## begin

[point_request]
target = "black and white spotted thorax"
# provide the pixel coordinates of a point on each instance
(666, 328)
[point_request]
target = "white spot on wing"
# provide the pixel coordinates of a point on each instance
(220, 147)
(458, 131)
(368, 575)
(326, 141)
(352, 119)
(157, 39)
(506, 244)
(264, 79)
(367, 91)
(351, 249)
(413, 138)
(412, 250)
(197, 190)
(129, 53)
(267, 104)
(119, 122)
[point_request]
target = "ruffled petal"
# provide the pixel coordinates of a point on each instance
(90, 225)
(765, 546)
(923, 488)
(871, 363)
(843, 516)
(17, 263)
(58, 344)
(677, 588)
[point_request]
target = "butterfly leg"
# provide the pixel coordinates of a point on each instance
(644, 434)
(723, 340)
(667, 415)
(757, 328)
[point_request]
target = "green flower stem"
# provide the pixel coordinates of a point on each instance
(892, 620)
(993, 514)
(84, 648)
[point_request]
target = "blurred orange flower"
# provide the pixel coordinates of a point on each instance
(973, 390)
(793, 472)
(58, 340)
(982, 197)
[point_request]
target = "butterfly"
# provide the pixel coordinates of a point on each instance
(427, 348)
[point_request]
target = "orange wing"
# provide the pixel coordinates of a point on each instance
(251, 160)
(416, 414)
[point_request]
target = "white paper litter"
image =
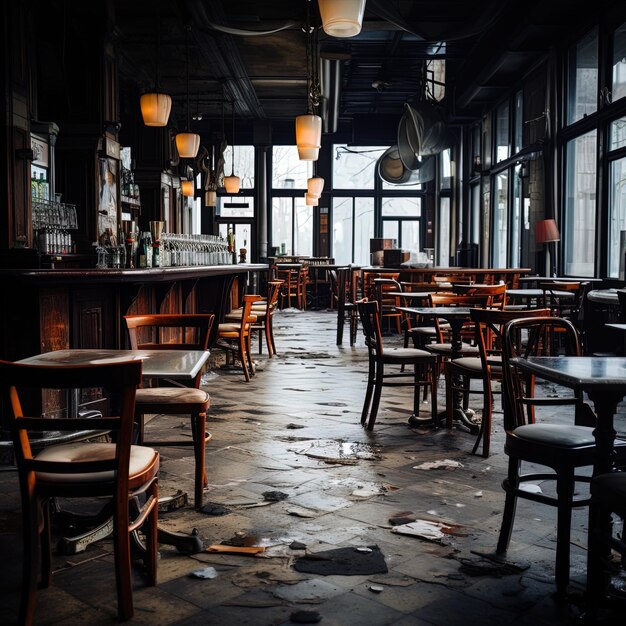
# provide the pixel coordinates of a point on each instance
(442, 464)
(205, 572)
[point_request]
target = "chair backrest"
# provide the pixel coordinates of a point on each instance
(168, 331)
(370, 322)
(119, 380)
(526, 337)
(496, 293)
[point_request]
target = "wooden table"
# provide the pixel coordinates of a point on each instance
(456, 317)
(604, 381)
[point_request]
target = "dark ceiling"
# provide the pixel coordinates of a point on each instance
(488, 46)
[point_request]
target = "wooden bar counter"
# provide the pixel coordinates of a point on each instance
(54, 309)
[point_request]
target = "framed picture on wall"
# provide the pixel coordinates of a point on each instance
(108, 200)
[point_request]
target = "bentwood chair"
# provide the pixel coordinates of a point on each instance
(83, 469)
(487, 367)
(423, 375)
(174, 332)
(564, 448)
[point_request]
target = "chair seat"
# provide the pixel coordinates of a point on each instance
(406, 355)
(446, 348)
(172, 396)
(142, 459)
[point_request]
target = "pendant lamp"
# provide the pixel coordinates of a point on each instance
(232, 183)
(187, 188)
(342, 18)
(156, 105)
(187, 143)
(309, 125)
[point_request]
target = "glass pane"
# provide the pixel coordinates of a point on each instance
(411, 235)
(363, 230)
(617, 215)
(500, 220)
(402, 207)
(580, 206)
(303, 231)
(583, 78)
(618, 134)
(443, 248)
(244, 164)
(446, 170)
(342, 230)
(355, 167)
(516, 218)
(282, 223)
(235, 211)
(502, 132)
(519, 122)
(619, 63)
(288, 171)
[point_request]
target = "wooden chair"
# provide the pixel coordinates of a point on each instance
(423, 363)
(487, 367)
(263, 310)
(562, 447)
(234, 337)
(174, 332)
(81, 469)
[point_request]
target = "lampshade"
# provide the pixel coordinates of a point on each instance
(155, 108)
(187, 145)
(232, 183)
(342, 18)
(187, 187)
(547, 231)
(308, 136)
(210, 198)
(315, 185)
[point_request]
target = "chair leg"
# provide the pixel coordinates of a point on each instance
(510, 504)
(371, 375)
(121, 542)
(198, 427)
(565, 495)
(378, 387)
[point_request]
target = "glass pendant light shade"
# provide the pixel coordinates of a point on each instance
(232, 183)
(187, 188)
(155, 108)
(187, 145)
(315, 186)
(311, 200)
(308, 136)
(210, 198)
(342, 18)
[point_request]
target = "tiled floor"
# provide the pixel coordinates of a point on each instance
(295, 429)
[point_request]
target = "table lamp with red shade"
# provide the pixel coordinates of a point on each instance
(548, 232)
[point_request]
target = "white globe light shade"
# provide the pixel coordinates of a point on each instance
(155, 108)
(187, 145)
(308, 136)
(342, 18)
(232, 183)
(210, 198)
(315, 185)
(187, 188)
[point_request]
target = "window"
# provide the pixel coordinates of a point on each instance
(353, 227)
(619, 64)
(580, 205)
(583, 78)
(355, 168)
(500, 219)
(617, 216)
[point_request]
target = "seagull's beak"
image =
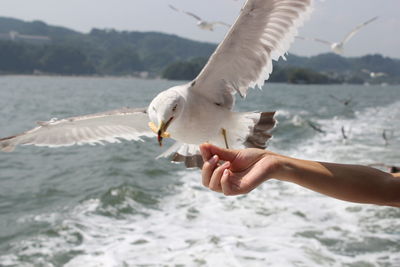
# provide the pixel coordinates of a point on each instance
(162, 130)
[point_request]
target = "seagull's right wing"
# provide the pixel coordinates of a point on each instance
(124, 123)
(314, 39)
(222, 23)
(356, 29)
(263, 32)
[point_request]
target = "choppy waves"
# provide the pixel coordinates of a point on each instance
(116, 207)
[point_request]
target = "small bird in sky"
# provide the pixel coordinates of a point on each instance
(201, 110)
(202, 24)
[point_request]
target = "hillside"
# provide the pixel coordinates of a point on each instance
(111, 52)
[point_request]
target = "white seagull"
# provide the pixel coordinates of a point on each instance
(201, 110)
(338, 47)
(202, 24)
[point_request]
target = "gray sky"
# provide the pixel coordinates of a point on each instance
(331, 20)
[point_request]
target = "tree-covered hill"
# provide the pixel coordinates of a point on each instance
(111, 52)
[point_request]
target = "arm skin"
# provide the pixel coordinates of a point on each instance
(244, 170)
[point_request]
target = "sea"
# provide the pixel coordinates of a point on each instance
(117, 205)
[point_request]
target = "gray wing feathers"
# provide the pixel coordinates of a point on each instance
(126, 123)
(263, 32)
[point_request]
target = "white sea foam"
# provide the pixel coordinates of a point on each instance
(276, 225)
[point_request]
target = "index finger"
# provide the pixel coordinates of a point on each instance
(205, 152)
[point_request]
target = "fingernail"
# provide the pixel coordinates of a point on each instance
(226, 172)
(226, 164)
(214, 159)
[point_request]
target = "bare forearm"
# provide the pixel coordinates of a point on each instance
(347, 182)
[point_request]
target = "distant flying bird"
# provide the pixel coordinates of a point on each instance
(315, 127)
(338, 47)
(374, 74)
(202, 24)
(345, 102)
(201, 110)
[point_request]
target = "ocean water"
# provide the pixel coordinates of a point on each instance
(116, 205)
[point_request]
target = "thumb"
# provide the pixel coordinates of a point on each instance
(223, 154)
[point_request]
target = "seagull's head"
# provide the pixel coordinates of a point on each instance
(165, 108)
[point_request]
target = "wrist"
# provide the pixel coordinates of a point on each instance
(279, 167)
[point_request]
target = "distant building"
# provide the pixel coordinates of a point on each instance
(16, 36)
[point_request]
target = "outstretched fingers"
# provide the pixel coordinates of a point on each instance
(208, 169)
(215, 181)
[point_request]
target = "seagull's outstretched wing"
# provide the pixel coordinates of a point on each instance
(222, 23)
(186, 12)
(124, 123)
(315, 40)
(356, 29)
(263, 32)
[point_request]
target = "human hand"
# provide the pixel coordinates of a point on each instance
(242, 171)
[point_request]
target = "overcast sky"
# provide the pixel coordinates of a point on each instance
(331, 20)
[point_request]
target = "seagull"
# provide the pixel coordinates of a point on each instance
(345, 102)
(202, 24)
(374, 75)
(201, 110)
(338, 47)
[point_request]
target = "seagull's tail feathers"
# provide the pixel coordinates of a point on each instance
(245, 129)
(260, 130)
(8, 144)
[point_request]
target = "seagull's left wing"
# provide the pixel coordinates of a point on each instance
(221, 23)
(356, 29)
(263, 32)
(186, 12)
(124, 123)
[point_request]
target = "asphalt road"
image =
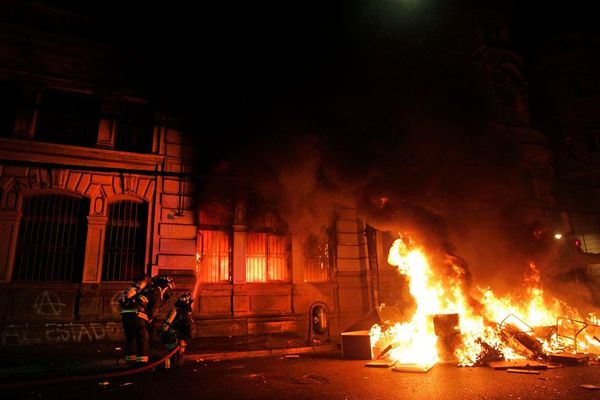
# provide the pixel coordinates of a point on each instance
(322, 376)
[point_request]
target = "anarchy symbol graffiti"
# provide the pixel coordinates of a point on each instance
(48, 303)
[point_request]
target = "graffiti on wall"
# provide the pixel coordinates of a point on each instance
(60, 332)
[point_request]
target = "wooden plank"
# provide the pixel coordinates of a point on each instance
(379, 364)
(568, 358)
(517, 364)
(412, 367)
(523, 371)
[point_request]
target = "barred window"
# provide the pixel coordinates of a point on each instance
(51, 244)
(134, 128)
(8, 108)
(68, 118)
(266, 257)
(317, 258)
(214, 256)
(125, 242)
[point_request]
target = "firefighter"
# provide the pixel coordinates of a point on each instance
(139, 309)
(134, 320)
(178, 327)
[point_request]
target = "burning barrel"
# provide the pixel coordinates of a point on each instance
(447, 329)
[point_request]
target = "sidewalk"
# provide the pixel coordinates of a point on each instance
(76, 359)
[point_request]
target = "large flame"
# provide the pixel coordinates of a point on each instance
(453, 322)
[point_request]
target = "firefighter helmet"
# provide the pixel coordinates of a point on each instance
(184, 300)
(164, 281)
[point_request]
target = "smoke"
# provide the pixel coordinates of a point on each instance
(416, 148)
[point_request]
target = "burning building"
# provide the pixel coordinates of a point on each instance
(291, 235)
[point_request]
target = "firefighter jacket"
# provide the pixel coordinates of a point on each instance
(156, 297)
(134, 301)
(179, 319)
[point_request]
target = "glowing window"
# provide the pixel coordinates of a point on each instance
(266, 257)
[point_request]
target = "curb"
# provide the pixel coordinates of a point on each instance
(235, 355)
(111, 363)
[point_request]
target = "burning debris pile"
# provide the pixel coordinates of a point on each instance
(454, 323)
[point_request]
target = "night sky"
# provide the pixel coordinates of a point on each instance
(316, 101)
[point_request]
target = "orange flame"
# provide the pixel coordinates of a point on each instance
(481, 317)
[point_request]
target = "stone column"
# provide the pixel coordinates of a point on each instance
(94, 248)
(107, 126)
(9, 234)
(239, 244)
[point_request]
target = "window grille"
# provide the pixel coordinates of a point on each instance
(266, 257)
(214, 256)
(125, 241)
(316, 259)
(8, 108)
(134, 128)
(68, 118)
(52, 236)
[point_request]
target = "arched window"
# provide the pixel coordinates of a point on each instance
(317, 258)
(52, 236)
(214, 242)
(125, 241)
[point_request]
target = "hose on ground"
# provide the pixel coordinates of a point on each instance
(114, 374)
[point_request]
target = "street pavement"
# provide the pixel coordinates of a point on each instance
(42, 362)
(321, 375)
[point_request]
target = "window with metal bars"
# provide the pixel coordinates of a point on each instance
(52, 234)
(214, 256)
(134, 128)
(68, 118)
(266, 257)
(125, 241)
(317, 260)
(8, 107)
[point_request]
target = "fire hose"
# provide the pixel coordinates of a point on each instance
(114, 374)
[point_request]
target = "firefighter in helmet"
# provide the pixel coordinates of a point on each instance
(138, 310)
(178, 327)
(134, 319)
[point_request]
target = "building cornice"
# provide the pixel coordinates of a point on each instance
(76, 156)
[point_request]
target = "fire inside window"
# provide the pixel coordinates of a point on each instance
(266, 257)
(213, 256)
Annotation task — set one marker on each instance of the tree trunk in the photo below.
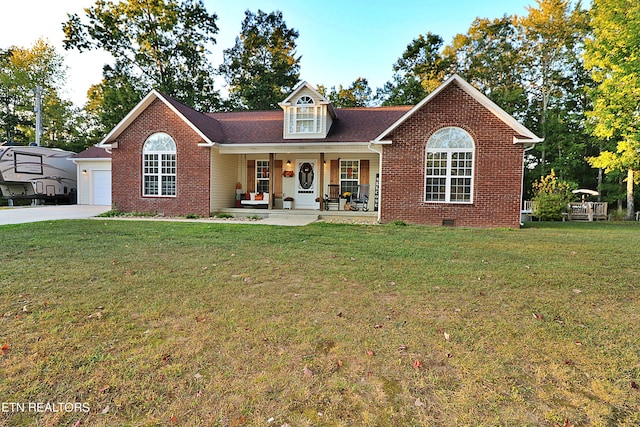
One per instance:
(630, 205)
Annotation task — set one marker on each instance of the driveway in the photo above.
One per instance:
(22, 214)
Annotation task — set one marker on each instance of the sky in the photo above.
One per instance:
(339, 40)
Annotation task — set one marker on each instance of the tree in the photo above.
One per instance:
(159, 44)
(419, 71)
(111, 99)
(356, 95)
(263, 66)
(21, 71)
(489, 58)
(551, 196)
(613, 56)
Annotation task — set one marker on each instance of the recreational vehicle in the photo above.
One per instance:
(37, 173)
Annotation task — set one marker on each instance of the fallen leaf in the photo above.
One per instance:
(307, 372)
(238, 421)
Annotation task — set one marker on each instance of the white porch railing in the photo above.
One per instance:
(587, 211)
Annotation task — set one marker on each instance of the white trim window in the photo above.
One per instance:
(159, 166)
(262, 176)
(449, 166)
(304, 117)
(349, 176)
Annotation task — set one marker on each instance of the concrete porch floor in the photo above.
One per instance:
(330, 215)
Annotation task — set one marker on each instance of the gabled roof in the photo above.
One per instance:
(265, 127)
(305, 85)
(525, 135)
(209, 130)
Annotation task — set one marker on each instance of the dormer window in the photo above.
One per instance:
(305, 115)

## end

### WORK REQUIRED
Copy exactly the lines from the one containing "the photo below." through the final line of the records above, both included, and leave out any pictures.

### EXERCISE RESPONSE
Annotation task — set one marker on each instance of the tree trunk in the photo below.
One per instance:
(630, 205)
Annotation task — set one marker on each instance of the driveway in the photo above.
One per instance:
(22, 214)
Annotation task — set one marker on each instance of the sky in the photo above.
One per instance:
(339, 40)
Annotation task — set one marker on each instance of the tree in the photo above.
One per instance:
(159, 44)
(419, 71)
(111, 99)
(356, 95)
(263, 66)
(21, 71)
(489, 58)
(551, 196)
(613, 56)
Annotation task — set one marker on each instance of the recreational vehicle in the photo above.
One per instance:
(37, 173)
Annotation task — set one marker on each instance of the fallen leaf in the photo above.
One per instance:
(307, 372)
(238, 421)
Annotation task — set one marker on each instance of the white porch railing in the photo above.
One per instance:
(587, 211)
Annotation task — set one marker on each instance of the white trim window in the photo above.
One per instance:
(159, 166)
(262, 176)
(449, 166)
(304, 117)
(349, 176)
Annotation task — set one marker on each instance of the concrete porch floor in the photo above.
One per instance:
(330, 215)
Annotation task — set one marker on each instance of the gabled roof in the photo above.
One per instance:
(265, 127)
(305, 85)
(525, 135)
(209, 130)
Annotation task — set one marker on each instance of the dormer window in the photo above.
One per instance:
(305, 115)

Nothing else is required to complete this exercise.